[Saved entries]
= = = =

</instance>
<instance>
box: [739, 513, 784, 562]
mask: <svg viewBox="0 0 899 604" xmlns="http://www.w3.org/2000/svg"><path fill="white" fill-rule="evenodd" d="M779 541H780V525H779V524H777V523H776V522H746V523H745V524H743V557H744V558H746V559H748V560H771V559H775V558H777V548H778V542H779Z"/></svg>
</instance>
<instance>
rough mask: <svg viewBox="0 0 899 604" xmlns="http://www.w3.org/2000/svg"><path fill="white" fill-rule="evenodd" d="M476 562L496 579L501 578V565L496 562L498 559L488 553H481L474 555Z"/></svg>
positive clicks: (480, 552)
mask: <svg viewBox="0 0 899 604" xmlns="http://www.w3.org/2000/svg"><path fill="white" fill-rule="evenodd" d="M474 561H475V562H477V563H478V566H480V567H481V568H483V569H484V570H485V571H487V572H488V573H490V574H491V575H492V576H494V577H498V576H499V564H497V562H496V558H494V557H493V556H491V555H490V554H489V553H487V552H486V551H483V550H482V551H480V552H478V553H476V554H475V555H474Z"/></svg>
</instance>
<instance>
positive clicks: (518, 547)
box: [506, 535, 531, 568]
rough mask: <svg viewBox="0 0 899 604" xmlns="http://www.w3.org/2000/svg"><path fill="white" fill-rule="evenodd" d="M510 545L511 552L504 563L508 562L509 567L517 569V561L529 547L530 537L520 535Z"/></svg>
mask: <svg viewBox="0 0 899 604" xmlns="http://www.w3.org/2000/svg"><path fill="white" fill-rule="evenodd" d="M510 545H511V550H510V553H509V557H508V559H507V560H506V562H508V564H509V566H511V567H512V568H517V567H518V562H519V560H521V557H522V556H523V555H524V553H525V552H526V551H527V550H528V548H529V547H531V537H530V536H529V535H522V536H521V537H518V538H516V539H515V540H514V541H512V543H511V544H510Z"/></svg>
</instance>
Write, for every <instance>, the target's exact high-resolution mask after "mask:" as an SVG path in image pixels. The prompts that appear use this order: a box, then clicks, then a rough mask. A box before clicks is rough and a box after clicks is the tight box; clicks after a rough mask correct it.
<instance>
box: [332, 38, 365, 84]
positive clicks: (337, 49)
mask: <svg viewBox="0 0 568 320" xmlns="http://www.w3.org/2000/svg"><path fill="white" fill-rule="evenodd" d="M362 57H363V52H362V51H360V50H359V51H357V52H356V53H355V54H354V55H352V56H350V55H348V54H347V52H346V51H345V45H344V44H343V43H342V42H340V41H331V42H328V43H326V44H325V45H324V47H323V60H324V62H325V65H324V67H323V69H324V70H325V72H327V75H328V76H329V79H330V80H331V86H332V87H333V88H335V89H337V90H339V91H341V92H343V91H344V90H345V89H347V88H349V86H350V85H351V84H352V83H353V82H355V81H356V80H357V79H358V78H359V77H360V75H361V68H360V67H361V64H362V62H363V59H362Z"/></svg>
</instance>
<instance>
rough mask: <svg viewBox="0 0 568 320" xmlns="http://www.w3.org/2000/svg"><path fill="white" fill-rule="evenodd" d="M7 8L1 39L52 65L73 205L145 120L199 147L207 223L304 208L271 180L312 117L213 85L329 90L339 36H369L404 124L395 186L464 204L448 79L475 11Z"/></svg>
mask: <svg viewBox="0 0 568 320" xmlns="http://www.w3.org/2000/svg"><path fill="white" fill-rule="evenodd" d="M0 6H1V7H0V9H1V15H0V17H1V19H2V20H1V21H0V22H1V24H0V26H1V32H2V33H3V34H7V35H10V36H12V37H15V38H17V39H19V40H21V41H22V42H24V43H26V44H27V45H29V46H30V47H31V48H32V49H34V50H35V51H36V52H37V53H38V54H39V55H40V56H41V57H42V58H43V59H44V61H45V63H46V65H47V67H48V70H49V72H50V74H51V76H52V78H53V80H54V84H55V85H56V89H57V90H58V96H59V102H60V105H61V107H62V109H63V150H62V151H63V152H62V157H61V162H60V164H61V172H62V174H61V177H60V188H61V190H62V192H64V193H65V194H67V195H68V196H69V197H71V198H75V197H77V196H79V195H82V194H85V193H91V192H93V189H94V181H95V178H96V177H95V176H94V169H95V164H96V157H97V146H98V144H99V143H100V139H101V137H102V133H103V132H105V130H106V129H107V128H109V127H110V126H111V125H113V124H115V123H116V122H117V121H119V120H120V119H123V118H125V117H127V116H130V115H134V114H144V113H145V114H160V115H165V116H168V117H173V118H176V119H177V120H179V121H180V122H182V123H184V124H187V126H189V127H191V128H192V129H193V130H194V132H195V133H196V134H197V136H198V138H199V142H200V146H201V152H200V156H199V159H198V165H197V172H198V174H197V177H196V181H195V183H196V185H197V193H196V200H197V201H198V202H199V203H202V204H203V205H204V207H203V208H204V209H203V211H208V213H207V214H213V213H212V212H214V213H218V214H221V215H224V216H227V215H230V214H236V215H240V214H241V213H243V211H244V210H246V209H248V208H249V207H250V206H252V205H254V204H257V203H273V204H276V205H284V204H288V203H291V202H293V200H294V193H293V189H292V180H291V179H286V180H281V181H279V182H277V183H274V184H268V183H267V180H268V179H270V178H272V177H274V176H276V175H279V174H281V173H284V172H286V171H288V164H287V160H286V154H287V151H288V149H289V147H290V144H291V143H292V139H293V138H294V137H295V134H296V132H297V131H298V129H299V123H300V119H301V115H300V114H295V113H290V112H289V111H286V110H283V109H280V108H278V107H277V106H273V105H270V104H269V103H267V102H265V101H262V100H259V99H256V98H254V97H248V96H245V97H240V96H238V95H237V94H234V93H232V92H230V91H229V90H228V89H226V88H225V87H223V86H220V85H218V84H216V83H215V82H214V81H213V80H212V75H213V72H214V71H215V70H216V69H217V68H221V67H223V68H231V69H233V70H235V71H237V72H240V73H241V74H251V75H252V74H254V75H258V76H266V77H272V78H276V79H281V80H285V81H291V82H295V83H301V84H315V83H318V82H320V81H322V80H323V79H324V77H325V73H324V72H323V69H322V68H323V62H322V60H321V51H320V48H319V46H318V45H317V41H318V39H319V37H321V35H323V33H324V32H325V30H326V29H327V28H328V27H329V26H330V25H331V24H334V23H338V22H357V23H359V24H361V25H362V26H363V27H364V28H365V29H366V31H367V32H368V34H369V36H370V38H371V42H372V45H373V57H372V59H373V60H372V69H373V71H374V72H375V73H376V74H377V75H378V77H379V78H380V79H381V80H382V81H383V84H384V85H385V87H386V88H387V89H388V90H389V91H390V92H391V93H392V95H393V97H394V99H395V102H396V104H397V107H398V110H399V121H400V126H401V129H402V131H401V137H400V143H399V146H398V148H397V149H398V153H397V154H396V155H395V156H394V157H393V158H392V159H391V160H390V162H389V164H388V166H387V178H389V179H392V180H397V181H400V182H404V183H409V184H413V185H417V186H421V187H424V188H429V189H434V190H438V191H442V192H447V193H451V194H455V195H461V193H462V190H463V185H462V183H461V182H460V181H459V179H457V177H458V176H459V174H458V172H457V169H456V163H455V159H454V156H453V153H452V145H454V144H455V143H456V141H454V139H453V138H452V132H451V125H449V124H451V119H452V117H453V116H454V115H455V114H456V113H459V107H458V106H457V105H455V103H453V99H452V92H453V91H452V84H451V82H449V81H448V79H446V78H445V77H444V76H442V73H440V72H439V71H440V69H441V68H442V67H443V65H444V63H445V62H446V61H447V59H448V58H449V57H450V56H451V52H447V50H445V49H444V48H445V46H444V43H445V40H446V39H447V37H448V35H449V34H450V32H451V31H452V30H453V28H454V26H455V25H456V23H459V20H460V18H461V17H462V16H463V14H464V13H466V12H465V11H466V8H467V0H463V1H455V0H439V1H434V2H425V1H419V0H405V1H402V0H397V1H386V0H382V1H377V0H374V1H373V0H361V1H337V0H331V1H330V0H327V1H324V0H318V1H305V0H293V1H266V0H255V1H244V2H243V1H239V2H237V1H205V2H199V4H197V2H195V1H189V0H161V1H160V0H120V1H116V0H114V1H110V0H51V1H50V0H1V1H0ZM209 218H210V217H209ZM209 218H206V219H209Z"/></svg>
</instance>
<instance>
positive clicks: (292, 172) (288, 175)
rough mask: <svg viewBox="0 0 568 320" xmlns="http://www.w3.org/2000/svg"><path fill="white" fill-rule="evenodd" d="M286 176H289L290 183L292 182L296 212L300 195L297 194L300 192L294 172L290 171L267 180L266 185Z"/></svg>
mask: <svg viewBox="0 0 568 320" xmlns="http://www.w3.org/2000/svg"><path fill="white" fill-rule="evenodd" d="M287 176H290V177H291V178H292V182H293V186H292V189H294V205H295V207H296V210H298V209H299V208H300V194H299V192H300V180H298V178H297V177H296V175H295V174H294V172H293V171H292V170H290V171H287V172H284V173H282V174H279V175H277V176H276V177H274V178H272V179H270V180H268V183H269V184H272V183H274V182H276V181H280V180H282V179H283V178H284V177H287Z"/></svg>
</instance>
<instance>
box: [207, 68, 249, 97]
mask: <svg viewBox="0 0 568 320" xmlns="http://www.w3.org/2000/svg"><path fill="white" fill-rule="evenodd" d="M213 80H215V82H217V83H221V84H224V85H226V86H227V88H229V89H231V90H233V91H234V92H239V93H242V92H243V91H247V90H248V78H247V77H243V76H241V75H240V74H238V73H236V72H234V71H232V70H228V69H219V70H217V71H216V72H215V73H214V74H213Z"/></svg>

= = = =

**What the task requires:** Rewrite the data from its start to the line with "box: [506, 535, 531, 568]", switching "positive clicks" to "foreground clicks" and leaving everything else unchanged.

**Output for this exercise:**
</instance>
<instance>
box: [739, 513, 784, 562]
mask: <svg viewBox="0 0 899 604" xmlns="http://www.w3.org/2000/svg"><path fill="white" fill-rule="evenodd" d="M779 541H780V525H779V524H777V523H776V522H746V523H745V524H743V557H744V558H746V559H748V560H771V559H775V558H777V548H778V542H779Z"/></svg>
</instance>
<instance>
rough mask: <svg viewBox="0 0 899 604" xmlns="http://www.w3.org/2000/svg"><path fill="white" fill-rule="evenodd" d="M476 562L496 579L501 578V565L496 562L498 559L488 553H481L474 555Z"/></svg>
foreground clicks: (480, 552)
mask: <svg viewBox="0 0 899 604" xmlns="http://www.w3.org/2000/svg"><path fill="white" fill-rule="evenodd" d="M474 561H475V562H477V563H478V566H480V567H481V568H483V569H484V570H485V571H487V572H488V573H490V574H491V575H492V576H494V577H498V576H499V564H497V562H496V558H494V557H493V556H491V555H490V554H489V553H487V552H486V551H483V550H482V551H480V552H478V553H476V554H475V555H474Z"/></svg>
</instance>
<instance>
foreground clicks: (518, 547)
box: [506, 535, 531, 568]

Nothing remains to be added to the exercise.